Your instructions:
A single figure is expected: how many lines of the data that follows contain the word "pink".

Data to examine:
•••••

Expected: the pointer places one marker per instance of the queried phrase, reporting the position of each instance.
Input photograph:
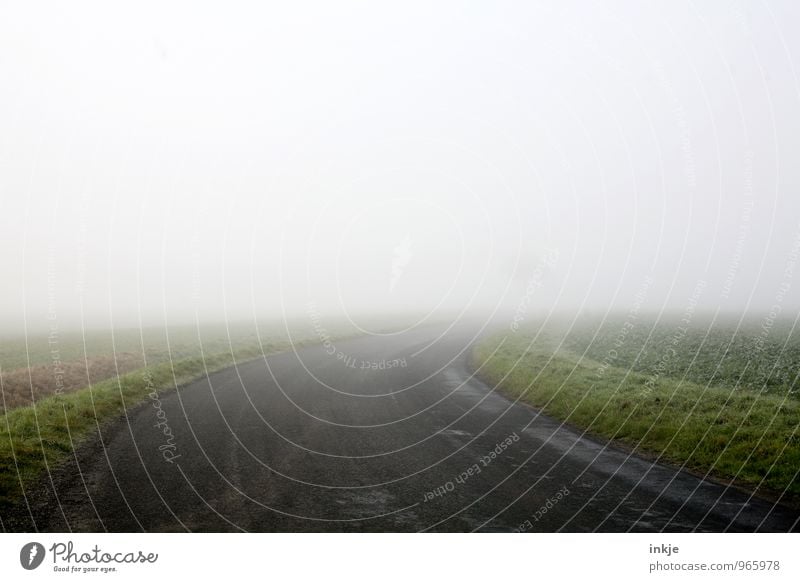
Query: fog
(164, 163)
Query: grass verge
(741, 436)
(33, 438)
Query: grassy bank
(656, 404)
(35, 437)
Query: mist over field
(167, 163)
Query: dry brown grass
(24, 386)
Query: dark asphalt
(311, 443)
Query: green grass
(747, 432)
(35, 437)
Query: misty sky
(237, 160)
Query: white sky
(238, 160)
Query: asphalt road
(311, 441)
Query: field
(721, 399)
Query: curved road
(319, 442)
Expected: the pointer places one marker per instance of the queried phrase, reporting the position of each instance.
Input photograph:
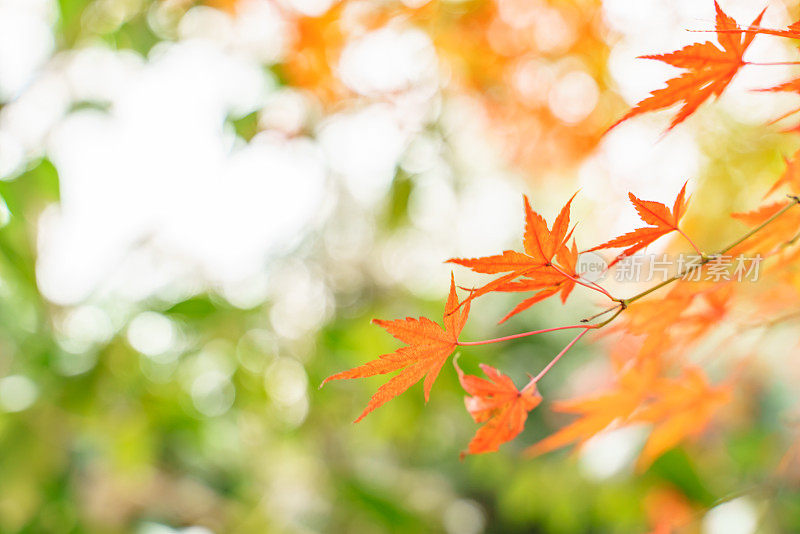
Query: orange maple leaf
(541, 246)
(780, 230)
(709, 70)
(428, 347)
(597, 412)
(499, 404)
(657, 214)
(683, 407)
(546, 283)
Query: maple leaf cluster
(653, 383)
(546, 266)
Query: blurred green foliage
(114, 441)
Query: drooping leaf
(709, 70)
(428, 347)
(599, 411)
(499, 404)
(542, 245)
(657, 214)
(682, 407)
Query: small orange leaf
(499, 404)
(683, 407)
(542, 245)
(428, 347)
(657, 214)
(709, 70)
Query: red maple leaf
(657, 214)
(541, 246)
(428, 347)
(498, 403)
(546, 284)
(709, 70)
(599, 411)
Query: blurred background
(203, 204)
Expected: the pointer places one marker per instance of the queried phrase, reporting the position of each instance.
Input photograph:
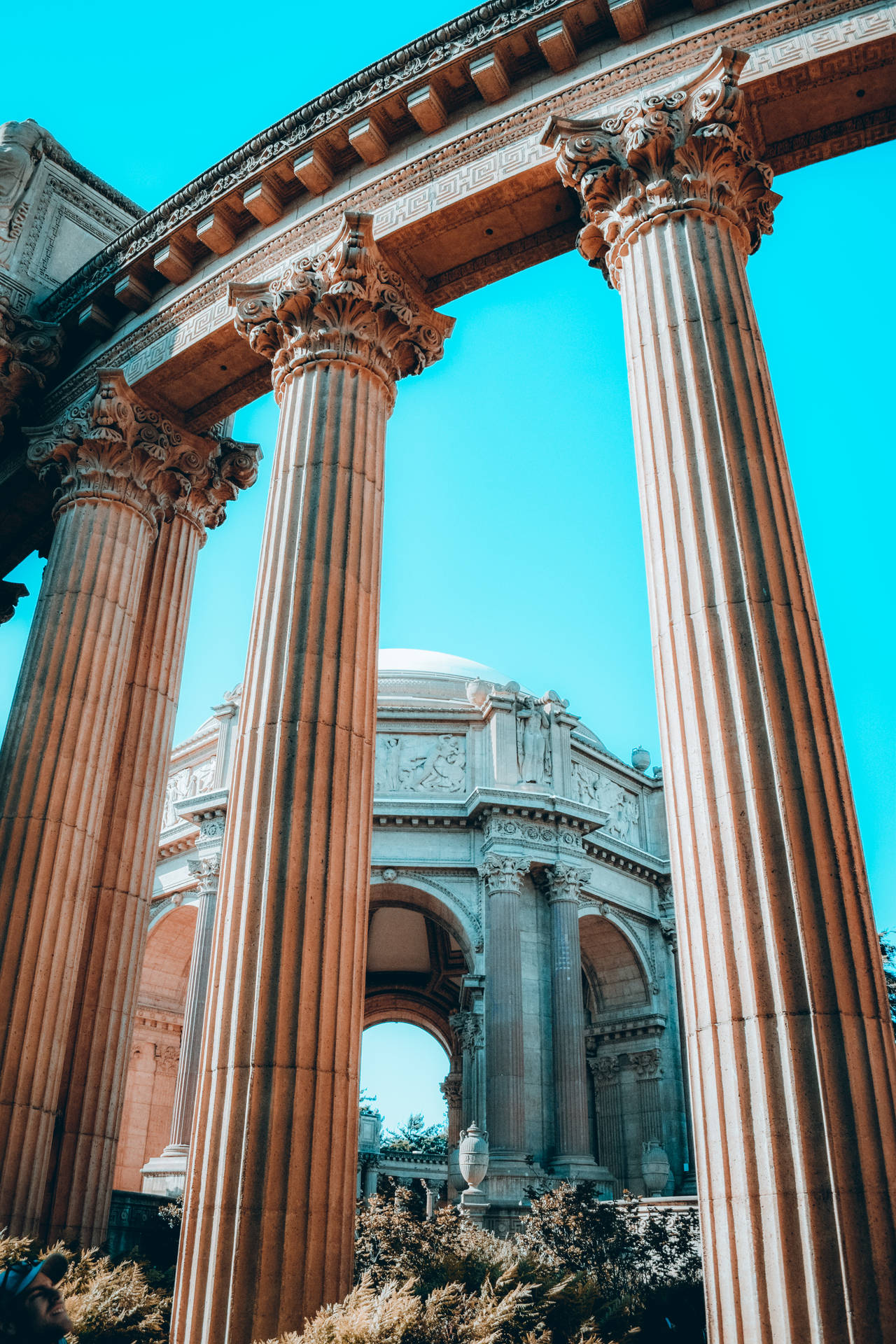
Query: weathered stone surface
(124, 470)
(273, 1172)
(789, 1035)
(118, 901)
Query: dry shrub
(108, 1303)
(580, 1272)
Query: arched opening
(403, 1133)
(614, 976)
(152, 1069)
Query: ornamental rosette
(113, 447)
(344, 304)
(662, 156)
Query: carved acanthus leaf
(343, 304)
(29, 350)
(468, 1028)
(504, 873)
(665, 153)
(566, 882)
(113, 445)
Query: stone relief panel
(186, 784)
(598, 790)
(412, 764)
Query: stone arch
(613, 965)
(437, 902)
(397, 1008)
(419, 948)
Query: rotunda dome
(447, 664)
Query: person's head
(33, 1310)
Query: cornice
(605, 88)
(396, 73)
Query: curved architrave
(416, 894)
(387, 1006)
(167, 907)
(169, 945)
(592, 962)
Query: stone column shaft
(57, 757)
(505, 1077)
(567, 1026)
(608, 1110)
(277, 1108)
(270, 1189)
(649, 1070)
(191, 1035)
(117, 917)
(790, 1044)
(118, 904)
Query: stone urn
(654, 1167)
(473, 1155)
(477, 692)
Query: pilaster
(574, 1159)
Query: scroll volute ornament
(112, 445)
(343, 304)
(663, 155)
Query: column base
(475, 1206)
(583, 1167)
(167, 1174)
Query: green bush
(108, 1303)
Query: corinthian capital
(29, 350)
(663, 155)
(344, 304)
(566, 882)
(504, 873)
(112, 445)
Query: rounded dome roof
(447, 664)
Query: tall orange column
(270, 1186)
(118, 465)
(117, 918)
(790, 1047)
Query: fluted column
(573, 1139)
(468, 1028)
(648, 1069)
(789, 1038)
(451, 1089)
(270, 1189)
(117, 918)
(206, 869)
(608, 1110)
(118, 467)
(504, 1069)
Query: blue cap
(18, 1278)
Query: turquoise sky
(512, 527)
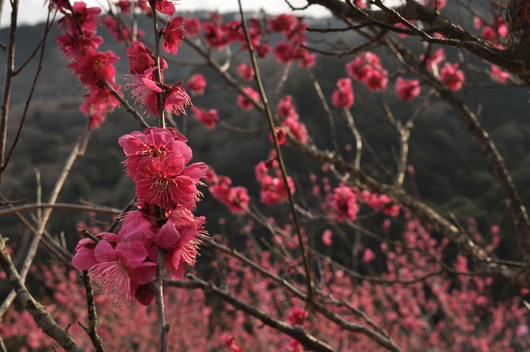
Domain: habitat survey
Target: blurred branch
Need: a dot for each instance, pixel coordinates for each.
(41, 316)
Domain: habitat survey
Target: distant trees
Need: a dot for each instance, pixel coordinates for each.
(337, 250)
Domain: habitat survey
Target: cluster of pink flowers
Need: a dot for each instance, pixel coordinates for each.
(207, 117)
(166, 190)
(119, 31)
(273, 190)
(235, 198)
(290, 120)
(452, 76)
(294, 29)
(343, 203)
(343, 97)
(245, 71)
(379, 202)
(435, 4)
(145, 85)
(492, 31)
(407, 89)
(93, 68)
(244, 102)
(197, 84)
(218, 34)
(367, 68)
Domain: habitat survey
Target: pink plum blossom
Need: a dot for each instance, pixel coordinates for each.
(407, 89)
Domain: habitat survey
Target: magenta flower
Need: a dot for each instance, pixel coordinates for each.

•••••

Task solution:
2